Material to process -
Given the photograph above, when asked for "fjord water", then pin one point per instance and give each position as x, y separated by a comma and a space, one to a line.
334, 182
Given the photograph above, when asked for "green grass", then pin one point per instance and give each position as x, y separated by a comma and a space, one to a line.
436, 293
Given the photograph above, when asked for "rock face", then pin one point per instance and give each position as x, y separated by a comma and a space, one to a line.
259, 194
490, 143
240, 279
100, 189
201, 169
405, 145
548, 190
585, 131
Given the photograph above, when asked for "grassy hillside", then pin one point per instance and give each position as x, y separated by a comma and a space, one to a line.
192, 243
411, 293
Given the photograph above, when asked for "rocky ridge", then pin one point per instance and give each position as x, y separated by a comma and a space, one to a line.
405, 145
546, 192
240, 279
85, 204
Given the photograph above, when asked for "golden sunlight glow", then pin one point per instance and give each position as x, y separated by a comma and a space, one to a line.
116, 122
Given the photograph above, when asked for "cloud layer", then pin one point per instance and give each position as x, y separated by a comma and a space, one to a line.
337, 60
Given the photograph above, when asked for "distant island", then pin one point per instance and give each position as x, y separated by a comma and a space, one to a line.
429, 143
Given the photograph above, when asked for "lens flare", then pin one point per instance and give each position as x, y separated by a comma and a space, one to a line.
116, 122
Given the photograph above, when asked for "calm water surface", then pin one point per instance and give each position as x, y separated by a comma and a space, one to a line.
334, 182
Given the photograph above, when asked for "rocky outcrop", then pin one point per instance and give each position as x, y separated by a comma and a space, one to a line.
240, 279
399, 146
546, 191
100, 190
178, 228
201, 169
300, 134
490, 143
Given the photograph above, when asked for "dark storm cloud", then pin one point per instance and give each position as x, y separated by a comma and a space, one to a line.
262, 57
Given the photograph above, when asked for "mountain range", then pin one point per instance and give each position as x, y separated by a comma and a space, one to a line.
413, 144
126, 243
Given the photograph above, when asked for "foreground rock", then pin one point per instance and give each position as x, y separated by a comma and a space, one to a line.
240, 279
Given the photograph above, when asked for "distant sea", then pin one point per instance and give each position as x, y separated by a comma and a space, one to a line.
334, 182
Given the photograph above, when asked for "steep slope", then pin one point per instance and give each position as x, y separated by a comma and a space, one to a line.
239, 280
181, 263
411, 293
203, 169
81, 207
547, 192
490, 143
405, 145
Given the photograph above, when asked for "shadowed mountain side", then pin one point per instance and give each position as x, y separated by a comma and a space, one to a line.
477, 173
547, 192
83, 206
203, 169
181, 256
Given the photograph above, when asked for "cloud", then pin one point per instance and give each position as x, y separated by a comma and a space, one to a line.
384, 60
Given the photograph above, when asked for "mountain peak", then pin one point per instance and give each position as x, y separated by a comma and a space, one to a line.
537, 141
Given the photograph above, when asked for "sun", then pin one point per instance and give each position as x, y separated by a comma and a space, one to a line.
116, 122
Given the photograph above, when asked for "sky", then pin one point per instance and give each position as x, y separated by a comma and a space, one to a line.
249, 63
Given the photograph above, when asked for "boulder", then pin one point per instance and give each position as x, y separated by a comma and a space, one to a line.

Problem requirements - Type out the material again exactly as presented.

Correct output -
Given the photograph above, when asked for "fjord water", then pin one point per instance and give each position as x, y separated by a comma and a space, one to a line.
334, 182
Given the photograph above, when asked for "green grass", then pin one point per instance and give each position as x, y separated by a comma and a space, one to a line.
436, 293
Given the photograph above, when asked for "rock face", then pin one point per instance and give each position as x, y separated by a comma and a space, one to a line.
259, 194
490, 143
240, 279
100, 189
201, 169
405, 145
548, 190
585, 131
Given the photograph above, when asked for "grassy hillside", then pin one point per instance and give each position as x, y separated by a comma and a space, one to a line.
192, 243
411, 293
Given the photograph above, when asked for "rocky ridge", then pin one point per instance and give each position as x, y separated by a comma and a space, one to a line.
405, 145
546, 192
240, 279
85, 204
Given the photograph above, when asked for "golden sunlight glow", then pin one point per instance and give each position as x, y separated by a comma and a space, one to a line.
116, 122
Given the photograph above, when asked for "cloud layer", then pin one point per instance and give each position as x, y separated by a comma and a space, one to a line.
337, 60
Given the photograph above, when asked for "distant island", then pin one point per instance and give each position as x, y separated by a comma and a space, one to a line.
429, 143
Given the photograph above, when asked for "lens flare", then pin one point per instance and give each position as x, y separated by a comma and a space, one to a line.
116, 122
Given the photograph above, when asked for "calm water surface", then pin one point per instance and give each position as x, y separated by a comma and a space, one to a line.
334, 182
Given the photograph above, when asked for "rocky outcrop", then pin one point per instance and give each position as x, y separated by a comma and a space, one to a line.
240, 279
399, 146
546, 191
100, 190
178, 228
201, 169
300, 134
490, 143
Given the photograph above, when asked for "dark storm cloud", then pin one point per instance and give each position as x, y separated by a comma and a space, one to a line.
262, 57
Given the photograph above, when asked for "mountain range", then pin one point per instance and give each position as x, y separated by a comma and a space, one to a line.
413, 144
126, 243
Given the photograph above, when asked for "foreground rock", then pin one point per instance and give each position as x, y separated by a comma and a space, one to a line.
240, 279
Given the photograph above, when asked for "distant sea", then pin one point per instance and give each position as x, y separated by a comma and a space, one to a line.
334, 182
Given the photograph above, when asked for "steep slope", then pin one point per instance and give each position as x, y separated by a comma and a space, one to a line.
239, 280
181, 263
411, 293
203, 169
81, 207
547, 192
490, 143
405, 145
Given the photograph above, when asked for "shadowed mountain side", then pin one point per instance and give each position as x, y separated by a comma and a space, one to a line.
477, 173
547, 192
83, 206
203, 169
181, 256
Given the photograph above, when asked for "cloud", then pin one point per instance and give each position as x, y separated by a comma and a space, one to a line.
384, 60
Given the photograph above, when asked for "mountain peak", then pin one point per instance and give each position as x, y separated by a comma and a space, one to a line.
537, 141
Given the photograph above, when asked for "sun", then pin one point per instance and give each position as x, y separated by a comma and a space, one to a line.
116, 122
Given the photograph above, when asked for "sky", then pin one point per instance and give each position as x, y separated by a comma and a space, one to a line.
249, 63
Given the photograph above, when asked for "boulder", then pin one point per instance and give each position as x, y separated by a comma and a space, one to a line.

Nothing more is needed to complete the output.